## QUÉ SE PIDE
Reúne todas las líneas de los ítems de abajo que contengan la palabra «sign» y cópialas sin cambios.

Filas de un conjunto de datos
----------------------------------------
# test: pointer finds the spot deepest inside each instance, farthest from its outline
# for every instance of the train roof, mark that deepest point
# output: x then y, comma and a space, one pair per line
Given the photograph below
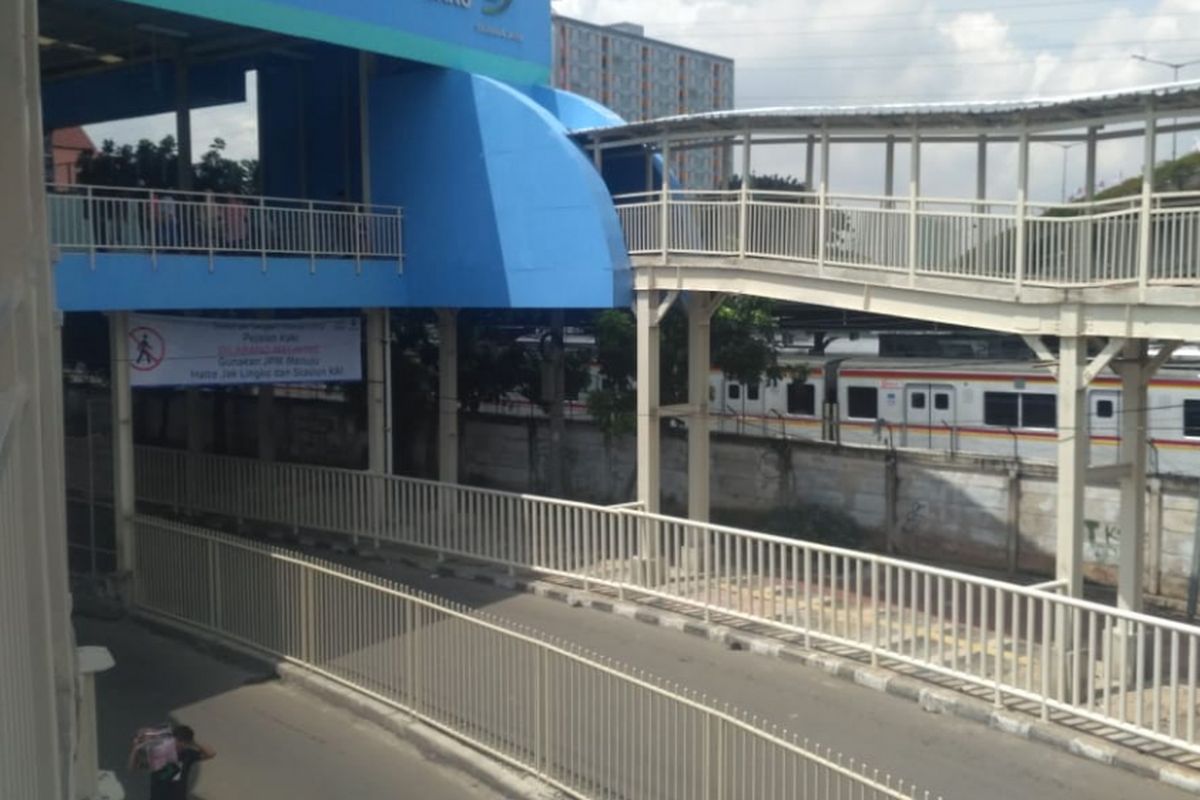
945, 365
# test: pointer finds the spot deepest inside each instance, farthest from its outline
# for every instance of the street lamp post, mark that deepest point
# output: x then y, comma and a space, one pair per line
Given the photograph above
1066, 148
1175, 66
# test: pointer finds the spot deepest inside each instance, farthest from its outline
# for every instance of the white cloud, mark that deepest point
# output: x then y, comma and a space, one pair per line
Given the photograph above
831, 52
237, 124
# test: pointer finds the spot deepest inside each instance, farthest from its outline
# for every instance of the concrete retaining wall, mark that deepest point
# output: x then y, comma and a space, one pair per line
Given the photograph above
981, 511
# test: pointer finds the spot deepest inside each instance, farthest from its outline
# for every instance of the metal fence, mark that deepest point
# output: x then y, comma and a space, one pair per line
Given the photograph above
1050, 245
99, 218
585, 725
1020, 644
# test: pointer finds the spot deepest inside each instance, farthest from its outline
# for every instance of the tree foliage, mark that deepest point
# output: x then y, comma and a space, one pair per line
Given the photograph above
156, 166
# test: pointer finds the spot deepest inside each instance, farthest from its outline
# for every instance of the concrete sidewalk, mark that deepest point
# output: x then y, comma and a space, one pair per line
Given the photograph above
273, 740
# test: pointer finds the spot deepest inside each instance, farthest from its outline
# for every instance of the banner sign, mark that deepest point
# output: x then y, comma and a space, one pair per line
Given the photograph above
197, 352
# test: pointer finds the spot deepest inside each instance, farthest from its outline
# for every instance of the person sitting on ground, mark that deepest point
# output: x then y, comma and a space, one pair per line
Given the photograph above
171, 782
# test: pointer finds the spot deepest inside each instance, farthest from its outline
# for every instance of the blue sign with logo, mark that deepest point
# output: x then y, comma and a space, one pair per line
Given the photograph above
503, 38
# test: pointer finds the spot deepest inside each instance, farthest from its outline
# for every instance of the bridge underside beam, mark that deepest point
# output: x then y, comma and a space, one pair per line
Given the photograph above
1168, 312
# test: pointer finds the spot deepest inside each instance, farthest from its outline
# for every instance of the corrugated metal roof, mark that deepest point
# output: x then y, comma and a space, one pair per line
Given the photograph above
1071, 110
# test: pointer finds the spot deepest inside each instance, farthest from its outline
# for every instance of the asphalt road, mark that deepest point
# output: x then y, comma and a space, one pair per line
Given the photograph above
273, 741
947, 756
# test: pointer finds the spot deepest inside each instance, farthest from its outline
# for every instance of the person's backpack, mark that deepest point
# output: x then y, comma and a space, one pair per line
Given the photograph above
157, 752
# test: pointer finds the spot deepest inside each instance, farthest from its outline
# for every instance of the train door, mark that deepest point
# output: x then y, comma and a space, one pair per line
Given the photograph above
929, 413
1104, 426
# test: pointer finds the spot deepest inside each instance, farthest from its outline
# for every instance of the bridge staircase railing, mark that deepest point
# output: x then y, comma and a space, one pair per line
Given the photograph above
100, 218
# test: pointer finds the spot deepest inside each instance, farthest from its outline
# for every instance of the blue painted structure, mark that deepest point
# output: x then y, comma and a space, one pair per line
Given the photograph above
502, 38
503, 210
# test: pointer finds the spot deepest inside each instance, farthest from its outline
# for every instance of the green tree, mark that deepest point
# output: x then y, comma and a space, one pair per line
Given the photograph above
151, 164
744, 348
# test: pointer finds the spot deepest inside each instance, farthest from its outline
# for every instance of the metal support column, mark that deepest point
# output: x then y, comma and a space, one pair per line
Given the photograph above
913, 205
1072, 457
889, 168
123, 441
448, 395
183, 122
809, 158
378, 447
1134, 398
648, 400
1147, 192
700, 348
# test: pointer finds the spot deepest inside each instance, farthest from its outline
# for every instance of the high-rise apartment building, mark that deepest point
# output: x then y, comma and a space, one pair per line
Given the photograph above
643, 78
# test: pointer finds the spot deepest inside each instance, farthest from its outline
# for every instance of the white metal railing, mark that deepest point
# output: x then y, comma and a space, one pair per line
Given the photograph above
1065, 245
588, 726
1133, 672
97, 218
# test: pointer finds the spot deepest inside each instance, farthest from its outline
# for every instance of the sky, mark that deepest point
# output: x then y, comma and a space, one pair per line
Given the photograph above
852, 52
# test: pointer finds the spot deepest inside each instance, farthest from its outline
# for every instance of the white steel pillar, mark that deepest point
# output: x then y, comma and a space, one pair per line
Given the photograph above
378, 437
183, 121
1134, 400
1072, 458
448, 395
982, 168
889, 167
1147, 192
648, 400
123, 440
700, 349
913, 205
809, 158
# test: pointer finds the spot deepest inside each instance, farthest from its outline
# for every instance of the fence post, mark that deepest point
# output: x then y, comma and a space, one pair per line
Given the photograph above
400, 241
95, 228
306, 650
357, 220
1145, 218
744, 198
541, 711
153, 223
262, 230
214, 585
1023, 193
209, 220
875, 613
823, 204
312, 239
913, 206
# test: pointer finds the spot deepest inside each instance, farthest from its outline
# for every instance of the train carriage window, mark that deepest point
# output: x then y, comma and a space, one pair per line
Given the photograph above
1002, 409
1039, 411
863, 402
802, 398
1192, 419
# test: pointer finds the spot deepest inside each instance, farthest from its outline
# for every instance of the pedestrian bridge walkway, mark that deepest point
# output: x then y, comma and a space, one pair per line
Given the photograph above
1024, 647
1127, 260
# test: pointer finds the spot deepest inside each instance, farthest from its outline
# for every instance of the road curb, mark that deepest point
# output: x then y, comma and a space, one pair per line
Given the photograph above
427, 739
930, 699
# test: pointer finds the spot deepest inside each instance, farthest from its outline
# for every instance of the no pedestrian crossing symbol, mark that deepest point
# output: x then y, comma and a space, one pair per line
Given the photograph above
148, 348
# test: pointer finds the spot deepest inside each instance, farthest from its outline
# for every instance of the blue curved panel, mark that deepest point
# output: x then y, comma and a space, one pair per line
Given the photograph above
502, 208
575, 112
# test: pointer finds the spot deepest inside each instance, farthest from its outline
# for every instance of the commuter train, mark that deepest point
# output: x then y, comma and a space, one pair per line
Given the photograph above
999, 408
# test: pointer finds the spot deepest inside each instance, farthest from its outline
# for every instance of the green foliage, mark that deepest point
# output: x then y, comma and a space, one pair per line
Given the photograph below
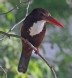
----------------------------------------
## SOLUCIÓN DEL PROBLEMA
# for every instance of the banner sign, mark that deepest point
# for every instance of the blue sign with logo, mark that deepest point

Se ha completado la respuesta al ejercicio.